Data excerpts section start

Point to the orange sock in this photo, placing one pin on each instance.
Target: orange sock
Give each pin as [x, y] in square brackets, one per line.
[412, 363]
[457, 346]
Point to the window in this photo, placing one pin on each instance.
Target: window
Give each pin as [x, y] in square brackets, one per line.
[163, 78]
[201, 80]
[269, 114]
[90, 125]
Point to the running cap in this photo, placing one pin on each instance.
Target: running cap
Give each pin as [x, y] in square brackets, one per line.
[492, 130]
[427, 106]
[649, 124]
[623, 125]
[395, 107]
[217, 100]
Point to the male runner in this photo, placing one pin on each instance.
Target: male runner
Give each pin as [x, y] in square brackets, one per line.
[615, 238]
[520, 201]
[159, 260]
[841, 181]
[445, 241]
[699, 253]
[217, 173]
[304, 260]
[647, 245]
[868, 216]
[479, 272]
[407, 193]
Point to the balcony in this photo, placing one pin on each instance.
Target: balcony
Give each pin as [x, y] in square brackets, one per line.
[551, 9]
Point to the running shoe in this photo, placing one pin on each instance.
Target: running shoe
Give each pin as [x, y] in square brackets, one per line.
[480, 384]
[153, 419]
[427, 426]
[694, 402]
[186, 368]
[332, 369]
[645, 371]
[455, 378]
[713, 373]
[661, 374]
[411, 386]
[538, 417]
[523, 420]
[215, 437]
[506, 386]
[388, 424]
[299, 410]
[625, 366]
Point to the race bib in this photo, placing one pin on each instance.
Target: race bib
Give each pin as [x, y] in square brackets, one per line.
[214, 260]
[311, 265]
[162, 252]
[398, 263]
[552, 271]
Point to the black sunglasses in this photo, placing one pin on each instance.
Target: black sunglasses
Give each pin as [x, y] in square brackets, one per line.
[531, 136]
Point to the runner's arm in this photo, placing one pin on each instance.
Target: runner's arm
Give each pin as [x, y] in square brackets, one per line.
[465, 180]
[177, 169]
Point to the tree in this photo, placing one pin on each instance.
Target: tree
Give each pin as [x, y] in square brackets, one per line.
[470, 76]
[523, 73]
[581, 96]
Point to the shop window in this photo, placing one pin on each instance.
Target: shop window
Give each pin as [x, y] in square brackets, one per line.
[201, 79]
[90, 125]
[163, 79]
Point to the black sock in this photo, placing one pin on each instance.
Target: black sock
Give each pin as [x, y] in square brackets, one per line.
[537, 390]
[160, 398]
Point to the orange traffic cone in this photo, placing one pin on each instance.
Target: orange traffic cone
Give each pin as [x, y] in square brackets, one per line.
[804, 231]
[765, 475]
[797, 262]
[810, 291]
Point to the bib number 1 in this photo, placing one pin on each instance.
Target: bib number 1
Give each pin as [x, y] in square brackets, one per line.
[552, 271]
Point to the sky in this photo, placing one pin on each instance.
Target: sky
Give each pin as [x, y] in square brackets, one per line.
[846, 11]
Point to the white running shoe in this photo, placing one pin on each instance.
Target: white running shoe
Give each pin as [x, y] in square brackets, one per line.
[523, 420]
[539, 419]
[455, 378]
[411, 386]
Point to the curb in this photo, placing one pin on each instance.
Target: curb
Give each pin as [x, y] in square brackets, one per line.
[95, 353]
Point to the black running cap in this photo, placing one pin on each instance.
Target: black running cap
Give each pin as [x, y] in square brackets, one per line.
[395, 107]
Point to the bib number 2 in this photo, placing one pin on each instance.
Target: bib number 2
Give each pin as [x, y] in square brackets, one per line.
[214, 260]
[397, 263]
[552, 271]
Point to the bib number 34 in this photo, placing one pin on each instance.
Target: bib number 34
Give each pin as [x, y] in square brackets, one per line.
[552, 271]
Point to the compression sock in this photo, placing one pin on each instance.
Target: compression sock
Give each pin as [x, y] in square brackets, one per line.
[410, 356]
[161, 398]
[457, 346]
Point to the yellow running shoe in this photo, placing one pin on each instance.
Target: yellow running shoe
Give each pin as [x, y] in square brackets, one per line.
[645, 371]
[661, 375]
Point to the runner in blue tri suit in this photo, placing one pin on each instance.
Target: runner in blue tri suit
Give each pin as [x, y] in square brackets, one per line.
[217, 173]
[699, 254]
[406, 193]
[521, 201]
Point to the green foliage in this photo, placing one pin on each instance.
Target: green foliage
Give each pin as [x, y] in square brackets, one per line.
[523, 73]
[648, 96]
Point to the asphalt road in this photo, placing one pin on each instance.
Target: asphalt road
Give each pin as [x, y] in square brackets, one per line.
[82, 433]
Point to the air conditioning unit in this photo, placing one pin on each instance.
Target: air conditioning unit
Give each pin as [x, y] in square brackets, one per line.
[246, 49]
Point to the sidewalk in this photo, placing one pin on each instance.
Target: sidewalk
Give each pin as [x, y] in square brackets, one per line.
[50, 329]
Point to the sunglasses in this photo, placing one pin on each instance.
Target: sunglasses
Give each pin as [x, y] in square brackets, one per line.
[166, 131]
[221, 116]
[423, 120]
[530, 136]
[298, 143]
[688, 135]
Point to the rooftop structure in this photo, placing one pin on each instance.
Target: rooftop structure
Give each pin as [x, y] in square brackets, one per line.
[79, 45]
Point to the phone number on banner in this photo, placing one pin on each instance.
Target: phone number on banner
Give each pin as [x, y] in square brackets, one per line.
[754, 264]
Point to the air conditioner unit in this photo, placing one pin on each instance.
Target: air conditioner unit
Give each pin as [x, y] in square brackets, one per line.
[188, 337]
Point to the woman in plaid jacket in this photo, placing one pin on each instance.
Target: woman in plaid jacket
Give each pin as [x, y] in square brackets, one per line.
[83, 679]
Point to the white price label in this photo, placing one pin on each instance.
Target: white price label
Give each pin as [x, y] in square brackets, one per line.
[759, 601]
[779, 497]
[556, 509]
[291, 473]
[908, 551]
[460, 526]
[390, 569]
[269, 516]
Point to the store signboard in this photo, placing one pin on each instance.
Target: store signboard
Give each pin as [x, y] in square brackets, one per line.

Data excerpts section end

- **Requirement**:
Down to the last line, restate the records exactly.

- **Written solution**:
Point to the orange sock in this photo, placing one pin on each instance.
Target: orange sock
Give each pin as [x, y] in square brackets, one per line.
[412, 363]
[457, 346]
Point to the window in this photo, placing one pin on each instance.
Target: window
Give each pin as [x, y] in square brackets, one per line.
[163, 78]
[201, 80]
[269, 114]
[90, 125]
Point to the running cap in this photo, placing one pin on each instance.
Target: running cap
Give each pin as [x, y] in square brackets, one per line.
[492, 130]
[427, 106]
[649, 124]
[623, 125]
[395, 107]
[217, 100]
Point to the male runner in this photo, placing one pin on each instance.
Target: male runner
Give each pin as [x, y] in square brackets, one per line.
[615, 238]
[520, 201]
[159, 260]
[841, 181]
[445, 241]
[699, 253]
[217, 173]
[304, 260]
[647, 245]
[868, 216]
[479, 272]
[407, 193]
Point to the balcony in this photo, placing one pin on each instance.
Target: balcony
Give each pin as [x, y] in square brackets, one per line.
[551, 9]
Point to the running shoe in this photo, placing one pin on each instance.
Target: running shoe
Give each pin as [x, y] in square brackets, one per line.
[480, 384]
[153, 419]
[427, 426]
[694, 402]
[186, 368]
[332, 369]
[645, 371]
[455, 378]
[713, 373]
[661, 374]
[411, 386]
[538, 417]
[523, 420]
[215, 437]
[506, 386]
[388, 424]
[299, 410]
[625, 366]
Point to the race bib in this photo, placing one pin on each instance.
Target: race bib
Give each pin as [x, y] in square brackets, one per line.
[214, 260]
[311, 265]
[162, 252]
[398, 263]
[552, 271]
Point to the black sunglasses in this photo, placing one pin on each instance.
Target: black sunglasses
Give each pin as [x, y] in square brackets, one per line.
[531, 136]
Point to the runner's arm in this photo, placing one pin on each instance.
Target: runner's arm
Give each pin as [x, y] in square brackets, one per line.
[465, 180]
[177, 169]
Point to the tree in this photo, placing one pin on each instance.
Target: tree
Give each pin as [x, y] in square brackets, one per line.
[470, 76]
[523, 73]
[581, 96]
Point to the shop window in this photo, placing one pin on each instance.
Target: shop window
Give each pin as [x, y] in square brackets, one per line.
[201, 79]
[90, 125]
[163, 79]
Point to the black sock in this photo, placing one pin on each instance.
Target: black sock
Give each pin as [x, y] in square brackets, one per line.
[537, 390]
[160, 398]
Point to the orange traffic cone in this photo, placing one pin on each instance.
Target: orange traffic cone
Give each pin as [x, y] in square brackets, one per line.
[804, 231]
[765, 475]
[797, 262]
[810, 291]
Point to the bib number 1 in this photo, placing one pin on each instance.
Target: bib number 1
Give each pin as [x, y] in square brackets, one per line.
[552, 271]
Point to the sky in this photo, placing one pin on each instance.
Target: sky
Give each pin as [x, y] in square brackets, one per line.
[846, 11]
Point to the white running shoe in this photo, placing one pin on each instance.
Target: white running shoe
Give each pin as [x, y] in square brackets, one per line.
[523, 420]
[539, 419]
[455, 378]
[411, 386]
Point to the curb in this photo, placing one pin on each instance.
Target: curb
Give each pin as [x, y] in square brackets, one per line.
[95, 353]
Point to the black running cap in this photo, placing one pin on each instance.
Target: black running cap
Give each pin as [x, y] in square brackets, one per line.
[395, 107]
Point to the bib number 2 in this photo, placing one pin on each instance.
Target: bib number 2
Give each pin as [x, y] in square brackets, one per line.
[214, 260]
[397, 263]
[552, 271]
Point to the bib number 34 in this photo, placing one pin on each instance.
Target: bib number 34
Give each pin as [x, y] in square brackets, one per line.
[552, 271]
Point to the compression sock in this photo, placing one pin on each instance.
Target: compression sock
Give each pin as [x, y] in square brackets, one per line.
[410, 356]
[161, 398]
[457, 346]
Point to the yellow running shoe in this photo, placing one pin on each instance.
Target: yellow running shoe
Give each pin as [x, y] in square brackets, one per line.
[645, 371]
[661, 375]
Point to the runner in blue tri suit in this photo, placing one pin on each instance.
Target: runner in blue tri suit
Give each pin as [x, y] in square brackets, one per line.
[217, 173]
[699, 254]
[406, 193]
[521, 201]
Point to the green foliage in this photo, placing one pin on each instance.
Target: green foliage
Give each pin as [x, y] in square brackets, one per line.
[523, 73]
[648, 96]
Point to the asphalt road in this photo, placing one pin on each instance.
Target: asphalt road
Give each pin as [x, y] in square brackets, one per line.
[82, 433]
Point to the air conditioning unit in this photo, placing one pin on each instance.
Target: air conditioning unit
Give each pin as [x, y] in square brackets, one per line.
[246, 49]
Point to the sidewalk in this photo, placing one pin on each instance.
Target: sidewalk
Give each pin as [x, y] in square brackets, one per line.
[50, 329]
Point to the sunglasses in this photo, placing one pin on each instance.
Target: sunglasses
Give each pin as [x, y] in square brackets, one per line.
[166, 131]
[221, 116]
[423, 120]
[530, 136]
[298, 143]
[688, 135]
Point to the rooftop structure in this photo, placing one pin on each instance.
Target: rooftop structure
Give each pin as [x, y] in square brackets, one per line.
[79, 45]
Point to the phone number on banner in this photo, placing one pin on each instance.
Target: phone number on banner
Give each pin as [x, y] in square brackets, one per line.
[754, 264]
Point to the air conditioner unit in this photo, placing one pin on each instance.
Target: air conditioner unit
Give each pin as [x, y] in square brackets, one per line.
[188, 337]
Point to the woman in plaid jacket in this photo, placing one pin on each instance.
Target: woman in plaid jacket
Give each pin as [x, y] in square brackets, one per line.
[83, 679]
Point to the white price label in this photo, placing one pin on each instance.
Target: white price label
Give each pin as [x, y] in square brackets, one per line.
[759, 601]
[779, 497]
[556, 509]
[291, 473]
[908, 551]
[460, 526]
[390, 569]
[269, 516]
Point to the store signboard in this photo, placing one pin on each instance.
Target: store signboard
Give each pin as [x, y] in square brackets, one per line.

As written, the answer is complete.